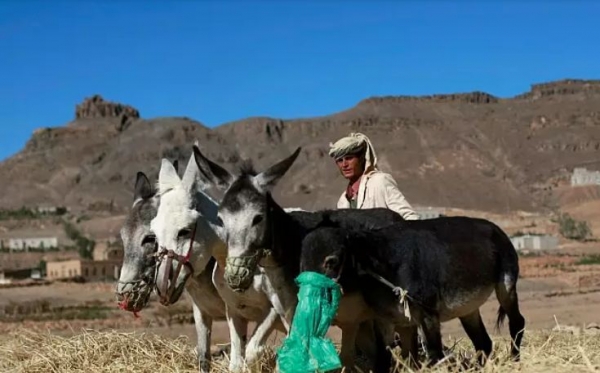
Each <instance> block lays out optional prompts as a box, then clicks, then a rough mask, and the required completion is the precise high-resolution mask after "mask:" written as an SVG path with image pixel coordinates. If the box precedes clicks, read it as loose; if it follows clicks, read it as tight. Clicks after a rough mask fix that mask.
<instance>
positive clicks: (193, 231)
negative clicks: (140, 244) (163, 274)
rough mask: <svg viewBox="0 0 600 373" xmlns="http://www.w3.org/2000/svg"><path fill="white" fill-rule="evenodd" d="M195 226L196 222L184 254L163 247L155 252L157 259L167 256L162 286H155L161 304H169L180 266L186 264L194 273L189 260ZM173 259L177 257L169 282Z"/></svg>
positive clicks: (192, 230) (195, 234) (178, 276)
mask: <svg viewBox="0 0 600 373" xmlns="http://www.w3.org/2000/svg"><path fill="white" fill-rule="evenodd" d="M196 226H197V224H194V229H193V230H192V235H191V238H190V247H189V248H188V252H187V254H186V255H185V256H184V255H179V254H177V253H176V252H175V251H173V250H170V249H169V250H167V249H165V248H164V247H163V248H161V249H160V250H159V252H157V254H156V255H157V257H158V260H159V261H161V260H162V258H163V257H165V256H166V258H167V261H166V263H165V265H166V266H167V267H166V268H165V275H164V276H163V282H162V286H157V289H158V291H159V293H160V303H161V304H162V305H165V306H166V305H168V304H169V299H170V298H171V296H172V295H173V292H174V291H175V286H176V280H177V277H179V273H180V272H181V267H183V266H186V267H187V268H188V270H189V271H190V272H191V273H192V274H193V273H194V268H193V267H192V265H191V264H190V262H189V260H190V256H191V255H192V246H193V245H194V237H196ZM173 259H177V262H178V263H177V267H176V268H175V272H173V281H171V283H170V284H169V278H170V277H171V276H170V275H171V270H172V269H173V264H172V261H173ZM156 275H157V276H158V271H156ZM167 284H168V285H167Z"/></svg>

*Work to complete:*
The result should be an exact repetition of all the records. Drop the pictures.

*Solution for this task:*
Each <instance> block lays out optional prompts as a box, then clicks, then a rough mask, and the required completion is the precise high-resolution mask after "mask:" written as an SVG path with image pixel coordinates. If the box precedes clicks, read it as loose; if it follows clicks, read it as tight. Clicks after a rough mask fix that mask.
<instance>
positive clicks: (193, 231)
negative clicks: (140, 244) (163, 274)
rough mask: <svg viewBox="0 0 600 373" xmlns="http://www.w3.org/2000/svg"><path fill="white" fill-rule="evenodd" d="M195 226L196 222L184 254L163 247L155 252L157 259L167 256L162 286H155L161 304H169L180 266L186 264L194 273L189 260ZM173 259L177 257L169 282Z"/></svg>
positive clicks: (192, 230) (195, 234) (178, 276)
mask: <svg viewBox="0 0 600 373" xmlns="http://www.w3.org/2000/svg"><path fill="white" fill-rule="evenodd" d="M196 226H197V224H194V229H193V230H192V235H191V238H190V247H189V248H188V252H187V254H186V255H185V256H184V255H179V254H177V253H176V252H175V251H173V250H170V249H169V250H167V249H165V248H164V247H163V248H161V249H160V250H159V252H157V254H156V255H157V257H158V260H159V261H161V260H162V258H163V257H165V256H166V258H167V261H166V263H165V265H166V266H167V267H166V268H165V275H164V276H163V282H162V286H157V289H158V291H159V293H160V303H161V304H162V305H165V306H166V305H168V304H169V299H170V298H171V296H172V295H173V292H174V291H175V286H176V280H177V277H179V273H180V272H181V267H183V266H186V267H187V268H188V270H189V271H190V272H191V273H192V274H193V273H194V268H193V267H192V265H191V264H190V262H189V260H190V256H191V255H192V246H193V245H194V237H196ZM173 259H177V262H178V263H177V267H176V268H175V272H173V281H171V283H170V284H169V278H170V277H171V276H170V275H171V270H172V269H173V264H172V261H173ZM156 275H157V276H158V271H156ZM167 284H168V285H167Z"/></svg>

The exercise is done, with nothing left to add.